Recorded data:
————
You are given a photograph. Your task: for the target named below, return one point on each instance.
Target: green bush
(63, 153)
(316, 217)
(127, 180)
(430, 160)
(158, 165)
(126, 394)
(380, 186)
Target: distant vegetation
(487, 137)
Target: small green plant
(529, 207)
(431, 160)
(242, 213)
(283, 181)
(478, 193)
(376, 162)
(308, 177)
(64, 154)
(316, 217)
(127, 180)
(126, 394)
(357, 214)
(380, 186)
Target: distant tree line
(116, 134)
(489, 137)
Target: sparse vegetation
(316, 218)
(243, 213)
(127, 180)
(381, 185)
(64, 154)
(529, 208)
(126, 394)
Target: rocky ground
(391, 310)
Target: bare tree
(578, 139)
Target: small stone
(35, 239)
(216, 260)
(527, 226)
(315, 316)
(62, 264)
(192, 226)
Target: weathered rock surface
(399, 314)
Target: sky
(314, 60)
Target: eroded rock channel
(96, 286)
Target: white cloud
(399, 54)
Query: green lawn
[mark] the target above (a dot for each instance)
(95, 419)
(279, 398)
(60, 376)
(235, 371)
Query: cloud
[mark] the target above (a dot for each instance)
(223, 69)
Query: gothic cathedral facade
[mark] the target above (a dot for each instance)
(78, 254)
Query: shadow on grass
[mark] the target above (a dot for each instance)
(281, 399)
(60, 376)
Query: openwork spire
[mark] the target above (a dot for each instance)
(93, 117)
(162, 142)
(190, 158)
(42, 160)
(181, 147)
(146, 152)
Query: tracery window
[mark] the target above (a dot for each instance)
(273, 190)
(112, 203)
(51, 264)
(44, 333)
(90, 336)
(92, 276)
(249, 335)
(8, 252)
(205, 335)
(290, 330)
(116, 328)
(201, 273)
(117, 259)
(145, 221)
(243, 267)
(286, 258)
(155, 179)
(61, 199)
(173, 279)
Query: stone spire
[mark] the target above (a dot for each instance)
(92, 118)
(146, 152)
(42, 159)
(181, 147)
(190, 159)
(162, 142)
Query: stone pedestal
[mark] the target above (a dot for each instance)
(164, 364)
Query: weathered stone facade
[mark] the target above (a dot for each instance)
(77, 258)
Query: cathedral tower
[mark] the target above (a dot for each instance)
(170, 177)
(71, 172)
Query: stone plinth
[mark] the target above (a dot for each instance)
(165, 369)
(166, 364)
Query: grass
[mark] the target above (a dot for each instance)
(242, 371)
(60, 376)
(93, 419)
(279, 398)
————
--- Instructions to follow ---
Reproduce all of the records above word for word, with no changes.

--- Response ---
You are given a photograph. Your task: for the target named below, return one point on each instance.
Target: green bush
(63, 153)
(316, 217)
(127, 180)
(430, 160)
(158, 165)
(126, 394)
(380, 186)
Target: distant vegetation
(487, 137)
Target: small green plant
(529, 207)
(431, 160)
(242, 213)
(283, 181)
(478, 193)
(376, 162)
(308, 177)
(64, 154)
(316, 217)
(127, 180)
(126, 394)
(357, 214)
(380, 186)
Target: distant tree line
(116, 134)
(489, 137)
Target: sparse vegetation
(316, 218)
(243, 213)
(127, 180)
(381, 185)
(64, 154)
(529, 208)
(126, 394)
Target: rocky ground
(391, 310)
Target: bare tree
(578, 139)
Target: small stone
(35, 239)
(216, 260)
(527, 226)
(315, 316)
(62, 264)
(192, 226)
Target: weathered rock surface
(399, 314)
Target: sky
(314, 60)
Target: eroded rock channel
(96, 286)
Target: white cloud
(399, 54)
Query: green lawn
[mark] the target above (a dot for each instance)
(95, 419)
(279, 398)
(60, 376)
(235, 371)
Query: cloud
[mark] the target above (a dot for each instance)
(223, 69)
Query: gothic cathedral facade
[mark] the target above (a dot for each instance)
(78, 254)
Query: shadow on grass
[mark] the target above (a dot for each instance)
(281, 399)
(60, 376)
Query: openwork spire
[mark] the target above (a dot for each instance)
(93, 117)
(162, 142)
(190, 158)
(42, 160)
(181, 147)
(146, 152)
Query: tracery window
[mark] the target above (a dot for each instance)
(273, 190)
(112, 203)
(51, 264)
(44, 333)
(90, 336)
(92, 276)
(249, 335)
(8, 252)
(205, 335)
(290, 330)
(116, 328)
(201, 273)
(117, 259)
(145, 221)
(243, 267)
(286, 258)
(155, 179)
(61, 199)
(173, 279)
Query: stone spire
[mark] the target above (a dot for each instance)
(92, 118)
(146, 152)
(42, 159)
(181, 147)
(190, 159)
(162, 142)
Query: stone pedestal
[mark] the target above (a dot for each instance)
(164, 364)
Query: weathered stone facade
[mark] the target above (a dot for each instance)
(77, 258)
Query: cathedral tower
[mark] the target above (a dot for each instance)
(170, 177)
(71, 172)
Query: stone plinth
[mark] the target above (a dot for each instance)
(165, 369)
(166, 364)
Query: grass
[mark] the target above (a dot for each instance)
(242, 371)
(60, 376)
(93, 419)
(279, 398)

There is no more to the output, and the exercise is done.